Items from a dataset
----------------
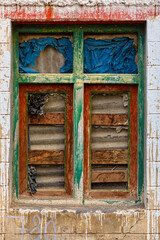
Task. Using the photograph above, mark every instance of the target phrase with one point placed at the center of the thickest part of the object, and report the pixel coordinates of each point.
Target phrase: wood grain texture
(45, 157)
(23, 91)
(49, 118)
(110, 119)
(131, 193)
(116, 156)
(109, 176)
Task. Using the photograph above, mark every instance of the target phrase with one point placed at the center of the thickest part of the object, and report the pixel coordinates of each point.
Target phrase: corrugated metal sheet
(49, 137)
(109, 137)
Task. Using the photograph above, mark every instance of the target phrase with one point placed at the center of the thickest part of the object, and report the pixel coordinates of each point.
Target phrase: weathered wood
(110, 119)
(49, 118)
(132, 178)
(46, 194)
(24, 89)
(109, 176)
(45, 157)
(116, 156)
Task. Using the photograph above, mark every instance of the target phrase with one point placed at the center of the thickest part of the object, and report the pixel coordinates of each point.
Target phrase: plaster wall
(51, 222)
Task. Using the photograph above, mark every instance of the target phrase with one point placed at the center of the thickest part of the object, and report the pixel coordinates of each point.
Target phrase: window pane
(110, 54)
(45, 53)
(109, 141)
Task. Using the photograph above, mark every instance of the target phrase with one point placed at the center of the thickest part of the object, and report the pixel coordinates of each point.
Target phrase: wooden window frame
(131, 193)
(23, 137)
(78, 79)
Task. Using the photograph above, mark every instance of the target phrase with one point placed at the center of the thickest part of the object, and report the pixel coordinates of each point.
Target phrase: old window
(46, 121)
(80, 95)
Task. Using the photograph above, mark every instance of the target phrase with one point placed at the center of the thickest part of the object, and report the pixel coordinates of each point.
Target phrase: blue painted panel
(109, 56)
(30, 50)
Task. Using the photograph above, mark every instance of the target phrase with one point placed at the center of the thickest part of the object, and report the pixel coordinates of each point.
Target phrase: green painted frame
(78, 78)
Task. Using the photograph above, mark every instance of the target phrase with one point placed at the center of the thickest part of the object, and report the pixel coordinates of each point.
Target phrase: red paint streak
(69, 14)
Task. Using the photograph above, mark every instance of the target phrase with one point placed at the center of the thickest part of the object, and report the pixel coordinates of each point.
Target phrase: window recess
(110, 155)
(78, 112)
(46, 140)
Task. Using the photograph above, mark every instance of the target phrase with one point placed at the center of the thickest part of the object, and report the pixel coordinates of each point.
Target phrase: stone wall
(19, 221)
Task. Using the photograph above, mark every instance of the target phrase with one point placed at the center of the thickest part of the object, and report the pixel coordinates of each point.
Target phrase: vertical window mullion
(16, 111)
(78, 113)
----------------
== TASK TO COMPLETE ==
Without including any picture, repeat the data exactly.

== FINAL ANSWER ==
Task. Using the photograph above, mark every instance of the target phrase with one point placed at the center of the thickest part of the object, and report the pixel coordinates of each point.
Target phrase: wood grain texture
(45, 157)
(23, 91)
(49, 118)
(110, 119)
(131, 193)
(116, 156)
(109, 176)
Task. Using the photograph above, mark every instance of the target phrase with one point placed at the center of the thickest part of the object, and report the pixel coordinates of each point.
Target phrase: corrugated metal sheet
(49, 137)
(109, 137)
Task. Using the photograph above, mark every instance of the target phrase with one point placed at the center of the thickest part of the object, and report the pixel coordinates of each point.
Target phrase: weathered wood
(110, 119)
(49, 118)
(132, 178)
(46, 194)
(24, 89)
(109, 176)
(45, 157)
(116, 156)
Task. Using the photograph above, mark every instance of the target phrase with one point placed at the center of the thickest part of the object, and report the pixel coordinates of each point.
Target phrase: plaster wall
(51, 222)
Task. Using the photograph above, mark every instance of the target phrase with one point placed at the center of the thickest part of the object, and report the pixel coordinates of each point.
Target phrase: window pane
(110, 54)
(45, 53)
(109, 141)
Task. Using the photograph above, mark every instance of the target phrase with one point placed at the center of the thickest part of the object, and report the pixel coordinates of each point.
Target phrase: wooden window frame
(131, 193)
(23, 137)
(78, 79)
Task. Using the photograph above, mark every instance of the target phrase with one point placed at the center of the thickest part of the object, and report the pixel coordinates of each point.
Target phrase: old window
(46, 121)
(80, 95)
Task. Using the photograph above, mark every instance of the target phrase with one point placed at the center of the thickest part of the object, and report the pixel coordinates of each point.
Target phrase: blue painted panel
(109, 56)
(30, 50)
Task. Using the photograph above, mark every instance of the target phrase with one point placed at the center of the thickest part of the object, and report the pixel coordinates of each point.
Target phrase: green painted frame
(78, 78)
Task. Using the photograph above, mark every instance of the target phrase with one point placed at the center of the thickest part of the object, and report the pixel coordinates of each point.
Target phrase: red paint streak
(69, 14)
Task. Using the photograph above, mark every instance of the target phrase with one point placed at the center of the thickest part of the object, and report the pixel coordinates of each point.
Target phrase: window recess
(110, 155)
(78, 112)
(46, 140)
Task. Using the photograph above, mark every instance of the target phrase with one point placed at the center of the thickest part of the object, and report the pixel coordinates of each point.
Target phrase: stone wall
(19, 221)
Task. Using the photograph above, mark every instance of the target phrase with one point placed at the center of the thickest part of the object, and report the pixel coordinates of each point.
Target phrase: vertical window mullion
(16, 111)
(78, 113)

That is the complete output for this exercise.